Source passage.
Then in 1990 something else cool happened. I discovered a magazine called M.E.A.T (the periods were for no reason at all, just to look cool like W.A.S.P. but eventually they decided it stood for “Metal Events Around Toronto”). M.E.A.T was awesome because it was monthly, free, and had in depth articles clearly written by knowledgable fans. There was no magazine with that kind of deep coverage. Even Slash loved M.E.A.T, at a time when Guns hated rock magazines! I loved M.E.A.T so much I eventually sent them $10 to subscribe to a free magazine.  I did this on a yearly basis.

I discovered a whole bunch of great bands via that magazine. I Mother Earth, Slash Puppet, Russian Blue, Jesus Christ, not to mention they were way ahead of the curve on alternative. They had a Nirvana concert review back in 1989. They got behind Soundgarden way before they were cool. And you could count on them hanging onto the oldies. They’d put an indi band from Toronto on the cover one month, and put Black Sabbath on the cover the next month.  Next issue they’d have an in-depth interview with Kim Mitchell.  They’d talk about bands that nobody else did.

Their CD reviews were my bible! My music hunting was probably 90% based on their reviews, especially since by then the Power Hour had changed into the 5 day weekly Power 30 hosted by Teresa Roncon, and sucked.  The started playing too much thrash and grunge and never gave the old bands a shot anymore.

Things have changed so much now. I never get into new bands anymore, back then I used to just eat them up. I guess new bands just don’t interest me anymore. I like my old time rock and roll. I did buy the new Sheepdogs, twice.  The last new band I got totally and 100% excited about was The Darkness, and that was, what…2003?

Data provided.

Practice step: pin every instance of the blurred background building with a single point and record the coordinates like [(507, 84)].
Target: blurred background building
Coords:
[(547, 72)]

Given request A.
In the passage on M.E.A.T magazine, what was the name eventually said to stand for?
Given request B.
Write out everything in the passage on M.E.A.T magazine from "Their CD reviews" down to "a shot anymore.".
The listing is separate material and has no connection to the passage on M.E.A.T magazine.

Expected answer A.
"Metal Events Around Toronto."

Expected answer B.
Their CD reviews were my bible! My music hunting was probably 90% based on their reviews, especially since by then the Power Hour had changed into the 5 day weekly Power 30 hosted by Teresa Roncon, and sucked.  The started playing too much thrash and grunge and never gave the old bands a shot anymore.